EXERCISE REQUIREMENTS:
Your answer should be exactly the lines from the one that contains "Query: red dot in logo" through the final line of the entries below, and nothing else.

Collection entries
- - - -
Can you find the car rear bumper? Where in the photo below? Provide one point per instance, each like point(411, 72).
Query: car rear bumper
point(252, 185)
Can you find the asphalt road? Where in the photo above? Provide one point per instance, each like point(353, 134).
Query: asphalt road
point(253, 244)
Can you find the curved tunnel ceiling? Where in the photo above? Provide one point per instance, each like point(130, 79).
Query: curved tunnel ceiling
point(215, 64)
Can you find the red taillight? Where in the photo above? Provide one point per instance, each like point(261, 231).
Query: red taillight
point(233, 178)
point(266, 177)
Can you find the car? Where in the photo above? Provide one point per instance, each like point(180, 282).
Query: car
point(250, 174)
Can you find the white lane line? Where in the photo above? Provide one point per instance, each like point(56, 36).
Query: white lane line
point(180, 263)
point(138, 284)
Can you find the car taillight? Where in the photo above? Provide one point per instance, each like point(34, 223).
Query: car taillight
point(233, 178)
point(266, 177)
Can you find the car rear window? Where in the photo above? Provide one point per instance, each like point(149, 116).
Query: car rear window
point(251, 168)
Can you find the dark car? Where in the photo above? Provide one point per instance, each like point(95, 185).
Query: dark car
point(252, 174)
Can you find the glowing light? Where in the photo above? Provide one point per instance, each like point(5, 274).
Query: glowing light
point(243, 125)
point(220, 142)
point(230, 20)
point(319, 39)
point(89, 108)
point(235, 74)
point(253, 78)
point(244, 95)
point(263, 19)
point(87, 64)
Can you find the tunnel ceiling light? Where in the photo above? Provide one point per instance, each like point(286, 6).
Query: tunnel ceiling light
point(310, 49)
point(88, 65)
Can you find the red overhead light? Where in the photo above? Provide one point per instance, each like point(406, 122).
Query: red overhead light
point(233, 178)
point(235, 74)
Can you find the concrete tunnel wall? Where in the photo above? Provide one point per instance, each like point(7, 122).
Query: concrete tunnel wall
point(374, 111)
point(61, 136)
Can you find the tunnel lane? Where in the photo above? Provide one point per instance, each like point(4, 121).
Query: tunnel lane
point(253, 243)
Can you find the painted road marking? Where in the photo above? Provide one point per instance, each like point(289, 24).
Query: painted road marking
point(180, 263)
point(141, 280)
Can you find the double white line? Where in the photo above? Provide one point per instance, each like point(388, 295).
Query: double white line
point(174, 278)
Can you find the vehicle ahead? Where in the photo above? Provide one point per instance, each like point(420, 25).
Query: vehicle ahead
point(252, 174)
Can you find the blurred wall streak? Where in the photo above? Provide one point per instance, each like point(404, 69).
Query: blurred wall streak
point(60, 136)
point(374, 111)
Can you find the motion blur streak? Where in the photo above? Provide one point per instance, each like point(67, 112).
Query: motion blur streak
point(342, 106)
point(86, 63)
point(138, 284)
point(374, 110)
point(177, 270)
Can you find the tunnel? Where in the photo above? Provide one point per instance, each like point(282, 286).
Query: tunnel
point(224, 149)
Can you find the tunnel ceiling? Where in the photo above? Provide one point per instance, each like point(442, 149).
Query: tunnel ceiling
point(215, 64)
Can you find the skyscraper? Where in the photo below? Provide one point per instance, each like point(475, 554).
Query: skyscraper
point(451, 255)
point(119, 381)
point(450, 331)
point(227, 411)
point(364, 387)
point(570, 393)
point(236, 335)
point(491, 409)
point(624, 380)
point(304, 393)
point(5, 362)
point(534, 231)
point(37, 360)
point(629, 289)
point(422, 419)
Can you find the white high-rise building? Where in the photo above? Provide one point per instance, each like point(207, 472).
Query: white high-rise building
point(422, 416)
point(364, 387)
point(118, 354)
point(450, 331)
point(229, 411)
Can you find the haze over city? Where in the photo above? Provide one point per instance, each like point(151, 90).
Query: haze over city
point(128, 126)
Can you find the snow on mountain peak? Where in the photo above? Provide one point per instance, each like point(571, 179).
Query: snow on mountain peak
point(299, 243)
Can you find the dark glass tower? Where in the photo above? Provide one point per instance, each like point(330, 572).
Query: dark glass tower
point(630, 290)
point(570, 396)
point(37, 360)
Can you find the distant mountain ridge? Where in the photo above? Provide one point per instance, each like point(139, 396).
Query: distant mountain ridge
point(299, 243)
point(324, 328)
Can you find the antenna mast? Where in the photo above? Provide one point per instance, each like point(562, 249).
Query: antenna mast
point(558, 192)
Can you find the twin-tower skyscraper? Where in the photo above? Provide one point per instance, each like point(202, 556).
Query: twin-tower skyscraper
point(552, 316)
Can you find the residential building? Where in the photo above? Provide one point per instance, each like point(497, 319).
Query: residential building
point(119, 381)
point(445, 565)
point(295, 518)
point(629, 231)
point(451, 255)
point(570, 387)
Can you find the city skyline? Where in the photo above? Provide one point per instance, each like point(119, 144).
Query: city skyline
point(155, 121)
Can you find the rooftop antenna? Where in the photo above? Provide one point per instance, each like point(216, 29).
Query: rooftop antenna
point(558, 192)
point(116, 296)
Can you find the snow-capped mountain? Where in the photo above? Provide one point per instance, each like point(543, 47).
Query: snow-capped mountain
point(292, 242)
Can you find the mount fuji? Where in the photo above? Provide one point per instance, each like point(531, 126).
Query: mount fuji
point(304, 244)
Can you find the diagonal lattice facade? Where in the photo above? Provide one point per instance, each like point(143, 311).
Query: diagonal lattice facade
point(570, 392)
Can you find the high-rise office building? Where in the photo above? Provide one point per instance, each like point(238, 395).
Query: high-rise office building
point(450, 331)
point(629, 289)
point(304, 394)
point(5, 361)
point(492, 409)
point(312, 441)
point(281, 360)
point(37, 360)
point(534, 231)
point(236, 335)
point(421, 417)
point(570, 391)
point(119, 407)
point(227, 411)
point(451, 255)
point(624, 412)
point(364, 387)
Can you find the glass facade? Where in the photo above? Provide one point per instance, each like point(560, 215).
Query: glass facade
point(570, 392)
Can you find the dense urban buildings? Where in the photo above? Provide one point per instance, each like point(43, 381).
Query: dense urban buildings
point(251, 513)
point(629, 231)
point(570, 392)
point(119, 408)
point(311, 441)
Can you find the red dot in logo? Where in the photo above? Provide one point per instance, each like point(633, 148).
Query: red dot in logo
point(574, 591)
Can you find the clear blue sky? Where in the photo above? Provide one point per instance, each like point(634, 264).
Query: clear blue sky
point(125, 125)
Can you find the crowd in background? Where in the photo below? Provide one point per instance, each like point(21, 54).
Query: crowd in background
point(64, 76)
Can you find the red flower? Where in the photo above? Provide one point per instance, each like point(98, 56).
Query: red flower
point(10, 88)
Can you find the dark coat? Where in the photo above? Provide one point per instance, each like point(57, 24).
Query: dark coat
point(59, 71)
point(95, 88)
- - - -
ANSWER:
Query: red dot in logo
point(574, 591)
Can you find the clear blue sky? Where in the photo above? Provide one point per instance, each like point(634, 264).
Query: clear blue sky
point(125, 125)
Can you find the crowd in background? Where in the photo below? Provide one point per instance, each like point(21, 54).
Query: crowd in background
point(64, 76)
Can you find the red flower? Where in the photo above? Provide one point per instance, each like point(98, 56).
Query: red flower
point(10, 88)
Can you find the dark coat? Where in the photo above? Provide one point per instance, each like point(57, 24).
Query: dark coat
point(59, 71)
point(95, 88)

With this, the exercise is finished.